_ABOUT THIS EXERCISE_.
The reply should hold only the lines below from the one with "point(703, 446)" to the end, each copied exactly.

Stored dataset items:
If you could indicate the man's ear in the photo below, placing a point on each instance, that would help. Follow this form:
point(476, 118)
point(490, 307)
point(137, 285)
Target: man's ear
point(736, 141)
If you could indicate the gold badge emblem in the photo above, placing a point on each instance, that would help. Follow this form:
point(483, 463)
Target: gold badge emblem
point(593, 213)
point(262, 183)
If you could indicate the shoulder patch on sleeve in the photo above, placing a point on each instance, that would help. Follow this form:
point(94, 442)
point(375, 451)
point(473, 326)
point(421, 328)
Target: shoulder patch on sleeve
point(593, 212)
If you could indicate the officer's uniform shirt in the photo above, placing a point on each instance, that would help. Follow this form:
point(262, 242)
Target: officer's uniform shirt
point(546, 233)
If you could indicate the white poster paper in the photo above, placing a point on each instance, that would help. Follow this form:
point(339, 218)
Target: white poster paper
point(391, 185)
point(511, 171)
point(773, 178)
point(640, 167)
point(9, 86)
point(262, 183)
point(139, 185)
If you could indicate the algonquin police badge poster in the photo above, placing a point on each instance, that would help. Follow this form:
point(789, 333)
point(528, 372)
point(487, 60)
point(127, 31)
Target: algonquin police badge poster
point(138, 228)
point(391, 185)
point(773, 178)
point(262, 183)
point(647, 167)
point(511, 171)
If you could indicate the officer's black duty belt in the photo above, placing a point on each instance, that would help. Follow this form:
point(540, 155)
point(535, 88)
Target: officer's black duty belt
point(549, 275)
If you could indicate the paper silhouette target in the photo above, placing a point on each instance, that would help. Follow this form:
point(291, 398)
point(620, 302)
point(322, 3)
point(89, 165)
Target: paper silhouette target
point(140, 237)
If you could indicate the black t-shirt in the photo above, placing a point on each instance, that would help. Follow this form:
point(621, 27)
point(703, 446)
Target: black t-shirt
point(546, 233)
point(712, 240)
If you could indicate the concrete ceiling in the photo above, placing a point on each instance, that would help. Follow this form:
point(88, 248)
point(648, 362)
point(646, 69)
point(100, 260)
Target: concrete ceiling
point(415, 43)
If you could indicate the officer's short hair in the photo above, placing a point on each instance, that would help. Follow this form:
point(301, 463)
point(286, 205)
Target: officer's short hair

_WRITTEN RESPONSE_.
point(703, 446)
Target: black t-shirt
point(546, 233)
point(712, 240)
If you could indicate the concrete ceiling in the photo above, placing a point on each instance, that would help. Follow this form:
point(88, 248)
point(648, 362)
point(646, 69)
point(100, 260)
Target: concrete ceiling
point(415, 43)
If you could indicate the officer's short hair in the photo above, placing a point on each instance, that would help. Follow this form:
point(301, 463)
point(286, 205)
Target: officer's short hair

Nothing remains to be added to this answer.